* PROBLEM REQUIREMENTS *
Print out every line of the listing below without alteration.
# # #
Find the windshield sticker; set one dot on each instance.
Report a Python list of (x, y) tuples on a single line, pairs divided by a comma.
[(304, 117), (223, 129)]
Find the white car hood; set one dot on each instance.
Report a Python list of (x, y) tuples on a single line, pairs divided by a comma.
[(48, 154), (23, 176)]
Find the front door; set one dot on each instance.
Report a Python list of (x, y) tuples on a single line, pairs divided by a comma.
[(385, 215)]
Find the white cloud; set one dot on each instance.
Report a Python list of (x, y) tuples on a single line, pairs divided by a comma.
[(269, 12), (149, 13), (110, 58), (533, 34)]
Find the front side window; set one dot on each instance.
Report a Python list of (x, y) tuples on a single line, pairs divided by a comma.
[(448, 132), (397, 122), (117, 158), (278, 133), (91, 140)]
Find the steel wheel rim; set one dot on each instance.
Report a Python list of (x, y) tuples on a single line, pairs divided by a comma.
# # #
* SOLUTION *
Find the windshield sticker; set one dot on each instance.
Report a Python list of (x, y) tuples on a single line, pairs divided by a comma.
[(304, 117), (223, 129)]
Find the white car hood; set one dot on each instance.
Report a Python list of (x, y) tuples on a single line, pairs divided by a comma.
[(48, 154), (23, 176)]
Find the front door; set one dot on each instance.
Report a Python list of (x, y) tuples on a single line, pairs divided by a comma.
[(385, 215)]
Find the white cloud; set one dot on each instance.
Report a Python list of (x, y) tuples on a single line, pairs divided by a comma.
[(269, 12), (149, 13), (110, 58), (533, 34)]
Find the front side window; set one dot on each instance.
Report a Python list of (x, y) tuples on a single line, pairs divided by a comma.
[(448, 132), (397, 122), (117, 158), (278, 133), (91, 140)]
Find the steel wheel rim; set one dot on each instance.
Report a Python list of (x, y) tuples on a single line, pairs divided by a comma.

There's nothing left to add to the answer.